» PROBLEM REQUIREMENTS
Word for word, give again the lines of the material below, from the one holding "Can you see the lamp" to the last, with nothing added.

» MATERIAL FOR THIS TASK
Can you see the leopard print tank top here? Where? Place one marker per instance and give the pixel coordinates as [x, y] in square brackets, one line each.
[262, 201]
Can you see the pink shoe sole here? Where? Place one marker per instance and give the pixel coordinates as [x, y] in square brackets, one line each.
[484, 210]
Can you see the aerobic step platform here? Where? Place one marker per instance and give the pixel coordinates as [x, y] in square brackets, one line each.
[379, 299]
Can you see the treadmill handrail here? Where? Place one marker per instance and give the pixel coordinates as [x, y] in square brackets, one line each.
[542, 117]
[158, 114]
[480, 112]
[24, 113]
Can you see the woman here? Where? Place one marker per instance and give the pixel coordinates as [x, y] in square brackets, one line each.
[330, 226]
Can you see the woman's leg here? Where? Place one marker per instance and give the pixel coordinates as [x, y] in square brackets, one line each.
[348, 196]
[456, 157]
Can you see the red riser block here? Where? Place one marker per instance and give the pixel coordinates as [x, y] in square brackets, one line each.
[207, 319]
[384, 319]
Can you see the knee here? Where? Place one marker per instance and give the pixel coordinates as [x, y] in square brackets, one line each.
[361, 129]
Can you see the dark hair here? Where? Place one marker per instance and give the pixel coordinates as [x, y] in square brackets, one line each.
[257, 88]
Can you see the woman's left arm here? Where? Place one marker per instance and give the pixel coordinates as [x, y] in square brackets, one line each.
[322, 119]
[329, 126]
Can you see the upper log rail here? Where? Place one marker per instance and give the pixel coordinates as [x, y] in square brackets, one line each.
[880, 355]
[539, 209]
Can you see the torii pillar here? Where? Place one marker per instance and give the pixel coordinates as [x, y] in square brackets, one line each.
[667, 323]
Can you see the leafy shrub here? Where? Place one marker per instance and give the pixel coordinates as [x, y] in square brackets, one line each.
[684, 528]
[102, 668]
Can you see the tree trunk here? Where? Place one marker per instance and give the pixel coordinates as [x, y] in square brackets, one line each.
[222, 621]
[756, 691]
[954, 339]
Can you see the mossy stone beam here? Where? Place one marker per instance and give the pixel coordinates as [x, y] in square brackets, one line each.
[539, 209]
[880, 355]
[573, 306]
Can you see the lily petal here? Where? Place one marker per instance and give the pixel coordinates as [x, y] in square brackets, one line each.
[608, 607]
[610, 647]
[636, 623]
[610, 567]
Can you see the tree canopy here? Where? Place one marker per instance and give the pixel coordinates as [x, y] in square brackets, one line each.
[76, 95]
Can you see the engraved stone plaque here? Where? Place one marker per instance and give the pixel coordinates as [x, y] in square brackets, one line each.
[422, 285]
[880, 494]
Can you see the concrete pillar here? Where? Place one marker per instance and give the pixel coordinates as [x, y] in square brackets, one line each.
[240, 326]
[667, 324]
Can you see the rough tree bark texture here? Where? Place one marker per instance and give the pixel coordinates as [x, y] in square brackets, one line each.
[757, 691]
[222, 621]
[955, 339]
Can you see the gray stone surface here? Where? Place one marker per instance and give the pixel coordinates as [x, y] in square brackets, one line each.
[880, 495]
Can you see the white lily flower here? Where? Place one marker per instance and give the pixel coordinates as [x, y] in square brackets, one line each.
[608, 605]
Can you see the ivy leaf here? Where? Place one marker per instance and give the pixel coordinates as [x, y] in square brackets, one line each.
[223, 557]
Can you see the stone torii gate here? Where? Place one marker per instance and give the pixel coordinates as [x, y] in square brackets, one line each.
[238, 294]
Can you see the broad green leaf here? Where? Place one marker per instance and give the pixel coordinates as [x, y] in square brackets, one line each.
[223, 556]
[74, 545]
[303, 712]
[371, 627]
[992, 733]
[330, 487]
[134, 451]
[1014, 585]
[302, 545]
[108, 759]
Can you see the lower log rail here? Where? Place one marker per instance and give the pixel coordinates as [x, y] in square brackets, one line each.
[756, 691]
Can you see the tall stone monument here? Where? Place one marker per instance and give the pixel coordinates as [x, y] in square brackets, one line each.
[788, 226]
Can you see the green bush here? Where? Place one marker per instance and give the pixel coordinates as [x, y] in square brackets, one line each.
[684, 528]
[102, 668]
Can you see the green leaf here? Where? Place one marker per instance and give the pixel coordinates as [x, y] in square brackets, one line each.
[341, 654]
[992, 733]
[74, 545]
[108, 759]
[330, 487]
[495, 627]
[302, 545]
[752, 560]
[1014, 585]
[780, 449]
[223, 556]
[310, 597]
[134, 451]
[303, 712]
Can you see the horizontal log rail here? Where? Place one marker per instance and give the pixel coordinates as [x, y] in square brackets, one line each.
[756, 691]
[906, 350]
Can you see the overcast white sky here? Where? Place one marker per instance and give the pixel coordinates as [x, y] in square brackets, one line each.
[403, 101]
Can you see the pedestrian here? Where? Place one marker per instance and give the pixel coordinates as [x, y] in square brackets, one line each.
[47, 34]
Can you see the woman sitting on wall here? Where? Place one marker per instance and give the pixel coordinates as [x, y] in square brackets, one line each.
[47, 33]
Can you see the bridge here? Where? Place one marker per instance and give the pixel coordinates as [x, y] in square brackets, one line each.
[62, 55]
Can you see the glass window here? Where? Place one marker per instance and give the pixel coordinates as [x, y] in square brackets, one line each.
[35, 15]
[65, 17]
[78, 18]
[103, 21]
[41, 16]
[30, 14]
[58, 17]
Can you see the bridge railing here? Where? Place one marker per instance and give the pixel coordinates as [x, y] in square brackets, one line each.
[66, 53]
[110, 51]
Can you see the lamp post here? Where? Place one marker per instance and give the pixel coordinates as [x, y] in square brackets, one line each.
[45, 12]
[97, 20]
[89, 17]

» RESPONSE AREA
Can you see the lamp post here? Where? Place one marker per instance and give the pixel coordinates as [x, y] in square brackets, one line each.
[45, 12]
[97, 20]
[89, 17]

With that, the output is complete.